» Document extract
Historically, some of the oldest traces of internal medicine can be traced from ancient India and ancient China. The earliest texts about internal medicine are the Ayurvedic anthologies of Charaka.

Role of internal medicine physicians 
Internal medicine specialists, also known as general internal medicine specialists or general medicine physicians in Commonwealth countries, are specialist physicians trained to manage particularly complex or multisystem disease conditions that single-organ-disease specialists may not be trained to deal with. They may be asked to tackle undifferentiated presentations that cannot be easily fitted within the expertise of a single-organ specialty, such as dyspnea, fatigue, weight loss, chest pain, confusion or change in conscious state. They may manage serious acute illnesses that affect multiple organ systems at the same time in a single patient, and they may manage multiple chronic diseases that a single patient may have.

Many internal medicine physicians decide to subspecialize in specific organ systems. General internal medicine specialists do not provide necessarily less expertise than single-organ specialists, rather, they are trained for a specific role of caring for patients with multiple simultaneous problems or complex comorbidities.

» Available data
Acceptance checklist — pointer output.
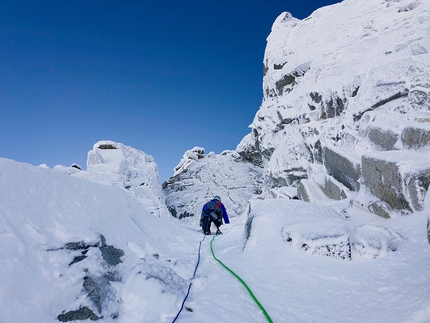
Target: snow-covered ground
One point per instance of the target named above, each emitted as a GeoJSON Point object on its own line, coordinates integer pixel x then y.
{"type": "Point", "coordinates": [100, 244]}
{"type": "Point", "coordinates": [43, 211]}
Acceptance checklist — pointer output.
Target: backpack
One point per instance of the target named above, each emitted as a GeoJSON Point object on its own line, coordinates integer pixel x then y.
{"type": "Point", "coordinates": [213, 206]}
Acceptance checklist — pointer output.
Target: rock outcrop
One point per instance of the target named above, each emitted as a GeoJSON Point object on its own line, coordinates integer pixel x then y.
{"type": "Point", "coordinates": [346, 105]}
{"type": "Point", "coordinates": [199, 176]}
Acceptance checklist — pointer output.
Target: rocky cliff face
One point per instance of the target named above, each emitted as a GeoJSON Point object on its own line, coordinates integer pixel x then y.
{"type": "Point", "coordinates": [200, 176]}
{"type": "Point", "coordinates": [116, 164]}
{"type": "Point", "coordinates": [346, 105]}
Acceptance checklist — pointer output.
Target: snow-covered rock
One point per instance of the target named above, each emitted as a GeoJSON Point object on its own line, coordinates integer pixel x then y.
{"type": "Point", "coordinates": [116, 164]}
{"type": "Point", "coordinates": [74, 249]}
{"type": "Point", "coordinates": [351, 79]}
{"type": "Point", "coordinates": [199, 177]}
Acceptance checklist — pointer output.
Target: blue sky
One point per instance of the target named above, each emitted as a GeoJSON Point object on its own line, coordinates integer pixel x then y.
{"type": "Point", "coordinates": [160, 76]}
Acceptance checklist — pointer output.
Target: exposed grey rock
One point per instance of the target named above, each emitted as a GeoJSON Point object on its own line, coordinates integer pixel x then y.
{"type": "Point", "coordinates": [93, 291]}
{"type": "Point", "coordinates": [399, 182]}
{"type": "Point", "coordinates": [428, 230]}
{"type": "Point", "coordinates": [318, 241]}
{"type": "Point", "coordinates": [416, 137]}
{"type": "Point", "coordinates": [380, 208]}
{"type": "Point", "coordinates": [375, 241]}
{"type": "Point", "coordinates": [83, 313]}
{"type": "Point", "coordinates": [343, 167]}
{"type": "Point", "coordinates": [385, 139]}
{"type": "Point", "coordinates": [333, 189]}
{"type": "Point", "coordinates": [226, 175]}
{"type": "Point", "coordinates": [112, 255]}
{"type": "Point", "coordinates": [302, 191]}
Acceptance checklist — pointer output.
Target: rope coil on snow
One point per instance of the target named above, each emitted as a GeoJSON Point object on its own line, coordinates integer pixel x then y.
{"type": "Point", "coordinates": [243, 283]}
{"type": "Point", "coordinates": [189, 286]}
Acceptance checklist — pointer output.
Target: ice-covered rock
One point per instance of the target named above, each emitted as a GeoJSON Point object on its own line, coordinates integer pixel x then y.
{"type": "Point", "coordinates": [116, 164]}
{"type": "Point", "coordinates": [202, 176]}
{"type": "Point", "coordinates": [375, 241]}
{"type": "Point", "coordinates": [349, 80]}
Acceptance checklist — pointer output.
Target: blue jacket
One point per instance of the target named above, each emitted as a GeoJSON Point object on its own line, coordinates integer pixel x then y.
{"type": "Point", "coordinates": [220, 206]}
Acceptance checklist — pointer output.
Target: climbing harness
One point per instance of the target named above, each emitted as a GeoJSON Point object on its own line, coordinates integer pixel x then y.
{"type": "Point", "coordinates": [243, 283]}
{"type": "Point", "coordinates": [189, 286]}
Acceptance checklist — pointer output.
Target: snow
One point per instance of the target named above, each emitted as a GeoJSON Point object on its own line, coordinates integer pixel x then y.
{"type": "Point", "coordinates": [41, 211]}
{"type": "Point", "coordinates": [102, 241]}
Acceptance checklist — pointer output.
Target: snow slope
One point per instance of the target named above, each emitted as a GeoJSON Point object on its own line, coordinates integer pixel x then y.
{"type": "Point", "coordinates": [349, 80]}
{"type": "Point", "coordinates": [43, 212]}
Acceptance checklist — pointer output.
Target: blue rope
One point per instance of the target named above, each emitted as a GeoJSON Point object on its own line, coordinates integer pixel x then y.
{"type": "Point", "coordinates": [189, 286]}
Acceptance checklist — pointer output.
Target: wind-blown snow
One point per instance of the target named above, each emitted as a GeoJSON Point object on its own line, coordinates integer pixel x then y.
{"type": "Point", "coordinates": [43, 210]}
{"type": "Point", "coordinates": [101, 244]}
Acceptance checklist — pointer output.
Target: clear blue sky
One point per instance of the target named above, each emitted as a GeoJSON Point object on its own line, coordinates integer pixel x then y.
{"type": "Point", "coordinates": [160, 76]}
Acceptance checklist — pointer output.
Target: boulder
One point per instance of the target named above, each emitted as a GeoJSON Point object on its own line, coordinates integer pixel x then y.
{"type": "Point", "coordinates": [342, 166]}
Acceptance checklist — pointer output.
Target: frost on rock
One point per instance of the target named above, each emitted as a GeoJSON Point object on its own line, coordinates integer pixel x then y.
{"type": "Point", "coordinates": [189, 157]}
{"type": "Point", "coordinates": [115, 164]}
{"type": "Point", "coordinates": [324, 238]}
{"type": "Point", "coordinates": [97, 298]}
{"type": "Point", "coordinates": [226, 175]}
{"type": "Point", "coordinates": [328, 106]}
{"type": "Point", "coordinates": [375, 241]}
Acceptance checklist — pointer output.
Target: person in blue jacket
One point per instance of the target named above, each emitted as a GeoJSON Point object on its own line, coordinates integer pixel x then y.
{"type": "Point", "coordinates": [213, 212]}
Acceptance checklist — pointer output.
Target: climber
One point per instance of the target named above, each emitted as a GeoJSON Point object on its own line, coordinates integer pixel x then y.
{"type": "Point", "coordinates": [213, 212]}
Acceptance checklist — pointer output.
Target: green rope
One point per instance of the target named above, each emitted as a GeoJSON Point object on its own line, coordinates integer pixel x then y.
{"type": "Point", "coordinates": [244, 284]}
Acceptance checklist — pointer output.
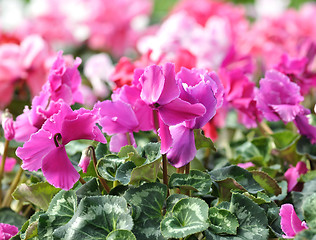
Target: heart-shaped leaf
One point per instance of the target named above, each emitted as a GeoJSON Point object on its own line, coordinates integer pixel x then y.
{"type": "Point", "coordinates": [147, 200]}
{"type": "Point", "coordinates": [121, 234]}
{"type": "Point", "coordinates": [96, 217]}
{"type": "Point", "coordinates": [39, 194]}
{"type": "Point", "coordinates": [222, 221]}
{"type": "Point", "coordinates": [195, 180]}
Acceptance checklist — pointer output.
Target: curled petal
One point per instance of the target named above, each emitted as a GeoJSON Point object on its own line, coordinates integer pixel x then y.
{"type": "Point", "coordinates": [290, 223]}
{"type": "Point", "coordinates": [183, 148]}
{"type": "Point", "coordinates": [35, 149]}
{"type": "Point", "coordinates": [58, 169]}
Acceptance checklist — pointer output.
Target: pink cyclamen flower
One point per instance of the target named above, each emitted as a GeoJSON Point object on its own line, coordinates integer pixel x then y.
{"type": "Point", "coordinates": [117, 118]}
{"type": "Point", "coordinates": [8, 126]}
{"type": "Point", "coordinates": [197, 86]}
{"type": "Point", "coordinates": [293, 174]}
{"type": "Point", "coordinates": [46, 148]}
{"type": "Point", "coordinates": [161, 92]}
{"type": "Point", "coordinates": [7, 231]}
{"type": "Point", "coordinates": [290, 223]}
{"type": "Point", "coordinates": [9, 164]}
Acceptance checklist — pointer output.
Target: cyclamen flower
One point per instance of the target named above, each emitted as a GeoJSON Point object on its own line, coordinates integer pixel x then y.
{"type": "Point", "coordinates": [197, 86]}
{"type": "Point", "coordinates": [62, 86]}
{"type": "Point", "coordinates": [46, 148]}
{"type": "Point", "coordinates": [290, 223]}
{"type": "Point", "coordinates": [7, 125]}
{"type": "Point", "coordinates": [64, 80]}
{"type": "Point", "coordinates": [293, 174]}
{"type": "Point", "coordinates": [278, 98]}
{"type": "Point", "coordinates": [160, 91]}
{"type": "Point", "coordinates": [7, 231]}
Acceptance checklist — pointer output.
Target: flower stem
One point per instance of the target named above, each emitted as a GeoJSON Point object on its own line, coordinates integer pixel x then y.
{"type": "Point", "coordinates": [102, 181]}
{"type": "Point", "coordinates": [264, 128]}
{"type": "Point", "coordinates": [164, 156]}
{"type": "Point", "coordinates": [82, 181]}
{"type": "Point", "coordinates": [8, 198]}
{"type": "Point", "coordinates": [4, 156]}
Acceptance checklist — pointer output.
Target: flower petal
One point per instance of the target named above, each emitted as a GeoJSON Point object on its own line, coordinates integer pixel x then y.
{"type": "Point", "coordinates": [178, 111]}
{"type": "Point", "coordinates": [290, 223]}
{"type": "Point", "coordinates": [152, 82]}
{"type": "Point", "coordinates": [35, 149]}
{"type": "Point", "coordinates": [58, 169]}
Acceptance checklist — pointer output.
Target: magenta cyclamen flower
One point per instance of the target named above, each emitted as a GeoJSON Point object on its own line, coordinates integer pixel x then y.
{"type": "Point", "coordinates": [7, 231]}
{"type": "Point", "coordinates": [46, 148]}
{"type": "Point", "coordinates": [278, 98]}
{"type": "Point", "coordinates": [290, 223]}
{"type": "Point", "coordinates": [161, 92]}
{"type": "Point", "coordinates": [64, 81]}
{"type": "Point", "coordinates": [293, 174]}
{"type": "Point", "coordinates": [197, 86]}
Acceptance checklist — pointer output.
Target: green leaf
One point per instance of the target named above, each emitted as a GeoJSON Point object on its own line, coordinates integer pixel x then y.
{"type": "Point", "coordinates": [222, 221]}
{"type": "Point", "coordinates": [309, 210]}
{"type": "Point", "coordinates": [298, 197]}
{"type": "Point", "coordinates": [201, 141]}
{"type": "Point", "coordinates": [91, 188]}
{"type": "Point", "coordinates": [121, 234]}
{"type": "Point", "coordinates": [60, 211]}
{"type": "Point", "coordinates": [148, 200]}
{"type": "Point", "coordinates": [256, 151]}
{"type": "Point", "coordinates": [108, 165]}
{"type": "Point", "coordinates": [10, 217]}
{"type": "Point", "coordinates": [282, 196]}
{"type": "Point", "coordinates": [272, 212]}
{"type": "Point", "coordinates": [30, 229]}
{"type": "Point", "coordinates": [101, 150]}
{"type": "Point", "coordinates": [130, 154]}
{"type": "Point", "coordinates": [188, 216]}
{"type": "Point", "coordinates": [261, 198]}
{"type": "Point", "coordinates": [151, 151]}
{"type": "Point", "coordinates": [253, 223]}
{"type": "Point", "coordinates": [304, 147]}
{"type": "Point", "coordinates": [284, 139]}
{"type": "Point", "coordinates": [266, 182]}
{"type": "Point", "coordinates": [309, 234]}
{"type": "Point", "coordinates": [96, 217]}
{"type": "Point", "coordinates": [234, 178]}
{"type": "Point", "coordinates": [195, 180]}
{"type": "Point", "coordinates": [147, 172]}
{"type": "Point", "coordinates": [310, 175]}
{"type": "Point", "coordinates": [39, 194]}
{"type": "Point", "coordinates": [173, 199]}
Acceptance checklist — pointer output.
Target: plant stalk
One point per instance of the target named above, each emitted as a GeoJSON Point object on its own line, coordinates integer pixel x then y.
{"type": "Point", "coordinates": [4, 156]}
{"type": "Point", "coordinates": [102, 181]}
{"type": "Point", "coordinates": [8, 198]}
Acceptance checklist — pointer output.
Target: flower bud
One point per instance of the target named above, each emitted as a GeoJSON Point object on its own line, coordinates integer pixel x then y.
{"type": "Point", "coordinates": [85, 160]}
{"type": "Point", "coordinates": [7, 125]}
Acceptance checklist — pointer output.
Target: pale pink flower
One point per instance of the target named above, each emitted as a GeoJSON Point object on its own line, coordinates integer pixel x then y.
{"type": "Point", "coordinates": [293, 174]}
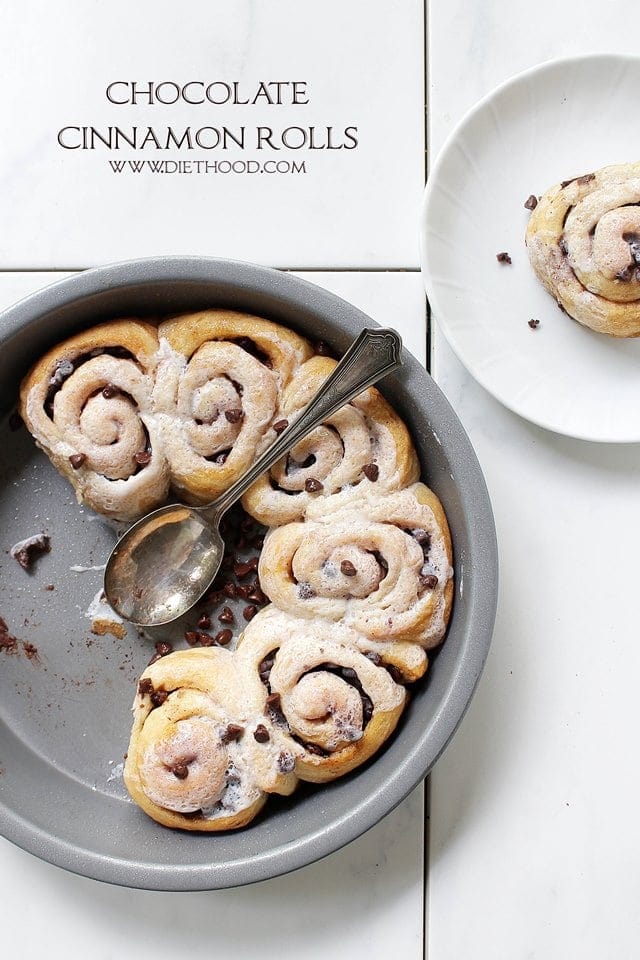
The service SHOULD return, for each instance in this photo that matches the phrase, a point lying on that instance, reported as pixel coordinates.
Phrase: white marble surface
(352, 207)
(534, 838)
(354, 903)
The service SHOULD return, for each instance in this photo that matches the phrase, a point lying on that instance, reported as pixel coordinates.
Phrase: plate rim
(439, 314)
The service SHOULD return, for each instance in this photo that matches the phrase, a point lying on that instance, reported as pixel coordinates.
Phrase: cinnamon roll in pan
(583, 240)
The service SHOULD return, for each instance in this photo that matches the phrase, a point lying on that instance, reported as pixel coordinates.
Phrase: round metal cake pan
(65, 714)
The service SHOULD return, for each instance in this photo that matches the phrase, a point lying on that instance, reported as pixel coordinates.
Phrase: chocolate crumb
(233, 731)
(371, 471)
(234, 415)
(312, 485)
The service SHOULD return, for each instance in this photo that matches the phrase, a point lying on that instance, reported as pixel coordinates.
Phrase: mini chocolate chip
(312, 485)
(428, 581)
(261, 734)
(233, 731)
(145, 686)
(234, 415)
(286, 762)
(158, 697)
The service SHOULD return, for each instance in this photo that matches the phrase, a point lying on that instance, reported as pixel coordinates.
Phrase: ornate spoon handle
(371, 356)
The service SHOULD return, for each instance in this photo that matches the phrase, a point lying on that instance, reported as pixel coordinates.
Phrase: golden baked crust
(583, 240)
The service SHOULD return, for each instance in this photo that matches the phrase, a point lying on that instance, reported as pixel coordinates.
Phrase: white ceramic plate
(556, 121)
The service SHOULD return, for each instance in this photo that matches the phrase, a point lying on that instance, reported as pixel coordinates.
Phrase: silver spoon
(167, 560)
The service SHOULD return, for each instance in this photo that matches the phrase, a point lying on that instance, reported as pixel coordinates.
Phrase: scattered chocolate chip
(234, 415)
(233, 731)
(312, 485)
(286, 762)
(273, 701)
(428, 580)
(371, 471)
(242, 569)
(27, 551)
(261, 734)
(15, 421)
(158, 697)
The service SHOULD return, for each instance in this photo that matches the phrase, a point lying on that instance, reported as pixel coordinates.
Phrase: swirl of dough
(382, 567)
(364, 445)
(334, 705)
(216, 394)
(88, 405)
(192, 761)
(583, 240)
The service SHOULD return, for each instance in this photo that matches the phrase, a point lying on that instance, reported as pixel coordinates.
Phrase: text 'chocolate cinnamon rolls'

» What the task asks
Quote the internal medicine text in full, word for word. The records are separate material and are unrelated to the internal medicine text.

» Output below
Historically, some of the oldest traces of internal medicine can be traced from ancient India and ancient China. The earliest texts about internal medicine are the Ayurvedic anthologies of Charaka.

Role of internal medicine physicians 
Internal medicine specialists, also known as general internal medicine specialists or general medicine physicians in Commonwealth countries, are specialist physicians trained to manage particularly complex or multisystem disease conditions that single-organ-disease specialists may not be trained to deal with. They may be asked to tackle undifferentiated presentations that cannot be easily fitted within the expertise of a single-organ specialty, such as dyspnea, fatigue, weight loss, chest pain, confusion or change in conscious state. They may manage serious acute illnesses that affect multiple organ systems at the same time in a single patient, and they may manage multiple chronic diseases that a single patient may have.

Many internal medicine physicians decide to subspecialize in specific organ systems. General internal medicine specialists do not provide necessarily less expertise than single-organ specialists, rather, they are trained for a specific role of caring for patients with multiple simultaneous problems or complex comorbidities.